[START RAW RECORDS]

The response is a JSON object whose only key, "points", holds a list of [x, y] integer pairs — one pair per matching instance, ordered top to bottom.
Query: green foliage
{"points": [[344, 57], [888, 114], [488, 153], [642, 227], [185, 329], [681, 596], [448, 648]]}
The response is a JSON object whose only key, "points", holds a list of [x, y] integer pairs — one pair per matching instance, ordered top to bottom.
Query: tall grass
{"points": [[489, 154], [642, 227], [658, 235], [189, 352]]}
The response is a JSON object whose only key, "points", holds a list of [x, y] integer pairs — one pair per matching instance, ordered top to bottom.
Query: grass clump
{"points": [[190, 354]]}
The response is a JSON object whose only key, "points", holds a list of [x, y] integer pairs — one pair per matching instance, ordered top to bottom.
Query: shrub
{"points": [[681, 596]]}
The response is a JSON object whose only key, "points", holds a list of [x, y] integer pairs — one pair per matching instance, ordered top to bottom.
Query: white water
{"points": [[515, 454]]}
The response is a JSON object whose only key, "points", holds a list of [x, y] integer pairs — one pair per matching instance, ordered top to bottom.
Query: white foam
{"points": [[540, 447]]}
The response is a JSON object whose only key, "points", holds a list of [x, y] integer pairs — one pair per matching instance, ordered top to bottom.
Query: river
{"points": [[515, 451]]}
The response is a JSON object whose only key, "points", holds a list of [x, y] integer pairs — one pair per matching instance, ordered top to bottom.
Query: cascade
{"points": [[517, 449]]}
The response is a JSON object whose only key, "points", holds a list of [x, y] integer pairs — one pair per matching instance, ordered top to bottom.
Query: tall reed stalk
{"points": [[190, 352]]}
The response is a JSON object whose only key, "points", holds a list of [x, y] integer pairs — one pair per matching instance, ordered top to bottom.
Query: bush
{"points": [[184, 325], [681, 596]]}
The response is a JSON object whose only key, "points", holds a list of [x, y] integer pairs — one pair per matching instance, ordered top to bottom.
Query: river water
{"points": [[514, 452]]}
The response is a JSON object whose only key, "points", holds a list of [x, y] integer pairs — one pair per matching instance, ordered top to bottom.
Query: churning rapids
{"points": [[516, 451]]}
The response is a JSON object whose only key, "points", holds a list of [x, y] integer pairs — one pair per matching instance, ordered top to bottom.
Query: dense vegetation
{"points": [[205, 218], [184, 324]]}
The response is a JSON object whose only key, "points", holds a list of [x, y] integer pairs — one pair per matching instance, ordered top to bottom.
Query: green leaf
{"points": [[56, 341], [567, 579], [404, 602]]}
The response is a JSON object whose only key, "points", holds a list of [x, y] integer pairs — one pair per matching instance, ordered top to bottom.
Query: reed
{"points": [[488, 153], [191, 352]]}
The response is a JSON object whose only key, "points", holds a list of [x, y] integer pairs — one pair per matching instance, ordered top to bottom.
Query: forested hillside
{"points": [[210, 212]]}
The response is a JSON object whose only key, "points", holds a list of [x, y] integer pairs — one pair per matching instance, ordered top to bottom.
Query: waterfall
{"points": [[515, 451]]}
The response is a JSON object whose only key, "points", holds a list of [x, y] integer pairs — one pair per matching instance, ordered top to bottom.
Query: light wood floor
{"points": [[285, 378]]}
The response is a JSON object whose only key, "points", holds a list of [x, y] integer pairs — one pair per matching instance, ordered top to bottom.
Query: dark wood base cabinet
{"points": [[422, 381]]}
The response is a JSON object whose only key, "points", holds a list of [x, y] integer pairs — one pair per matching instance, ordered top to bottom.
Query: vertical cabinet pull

[END RAW RECORDS]

Count the lines in the location labeling records above that contain the word "cabinet", treating uppercase and lowercase as different, and reply with the number alone.

2